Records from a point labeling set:
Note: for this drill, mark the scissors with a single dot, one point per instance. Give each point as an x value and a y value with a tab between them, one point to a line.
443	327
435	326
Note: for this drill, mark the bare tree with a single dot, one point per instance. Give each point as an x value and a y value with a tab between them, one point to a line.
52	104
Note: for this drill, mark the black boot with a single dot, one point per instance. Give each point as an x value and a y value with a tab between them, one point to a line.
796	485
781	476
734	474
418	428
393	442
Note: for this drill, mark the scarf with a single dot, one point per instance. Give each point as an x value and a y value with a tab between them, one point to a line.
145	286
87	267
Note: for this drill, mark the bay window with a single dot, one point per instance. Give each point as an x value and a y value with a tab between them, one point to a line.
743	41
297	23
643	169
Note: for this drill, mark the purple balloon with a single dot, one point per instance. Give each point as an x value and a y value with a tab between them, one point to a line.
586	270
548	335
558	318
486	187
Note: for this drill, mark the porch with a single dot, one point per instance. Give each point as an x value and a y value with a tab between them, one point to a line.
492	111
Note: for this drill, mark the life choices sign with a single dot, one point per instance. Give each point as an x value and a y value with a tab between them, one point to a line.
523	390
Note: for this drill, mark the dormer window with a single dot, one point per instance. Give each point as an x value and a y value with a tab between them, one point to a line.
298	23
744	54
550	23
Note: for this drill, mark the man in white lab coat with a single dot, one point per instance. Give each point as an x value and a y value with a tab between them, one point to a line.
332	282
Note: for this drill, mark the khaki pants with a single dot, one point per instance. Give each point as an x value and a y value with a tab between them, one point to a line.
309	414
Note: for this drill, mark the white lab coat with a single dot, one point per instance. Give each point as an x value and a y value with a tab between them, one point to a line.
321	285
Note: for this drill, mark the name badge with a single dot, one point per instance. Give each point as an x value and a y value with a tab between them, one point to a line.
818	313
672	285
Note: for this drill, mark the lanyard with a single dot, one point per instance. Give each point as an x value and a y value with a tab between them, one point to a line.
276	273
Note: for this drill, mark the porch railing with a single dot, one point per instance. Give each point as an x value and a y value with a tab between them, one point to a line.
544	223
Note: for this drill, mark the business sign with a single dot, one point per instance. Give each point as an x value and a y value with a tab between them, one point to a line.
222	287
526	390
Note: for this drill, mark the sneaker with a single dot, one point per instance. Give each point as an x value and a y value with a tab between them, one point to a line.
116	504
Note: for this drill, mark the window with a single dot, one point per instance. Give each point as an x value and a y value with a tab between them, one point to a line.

SHORT TASK —
Increase every x and y coordinate by 35 in the records from the line with "Note: for this drill, mark the lanyard" through the end of the records, and write out only those lines again, request lines included.

TASK RESULT —
Note: for this drill, mark the lanyard with a single dot, one point per instance. Give each point as an x value and a y value with a tab between them, one point to a line.
311	308
Note: for this drill, mark the porch railing with a single dot, one point per instance. Give each point as an x value and a y value with a tab between them, one point to a line.
579	258
Note: for this drill, mark the business sign with a single dot, one point per instance. Give each point as an x value and a y value with a tab between them, one point to a line.
257	322
561	425
Note: for this drill, mark the sneaker with a single dot, one point per instance. Give each point as an x value and a y value with a tab between them, one point to a line.
151	539
Note: for this drill, mark the window with a single dot, one point per instance. Give each point as an x value and a y value with a tab between them, one point to a line.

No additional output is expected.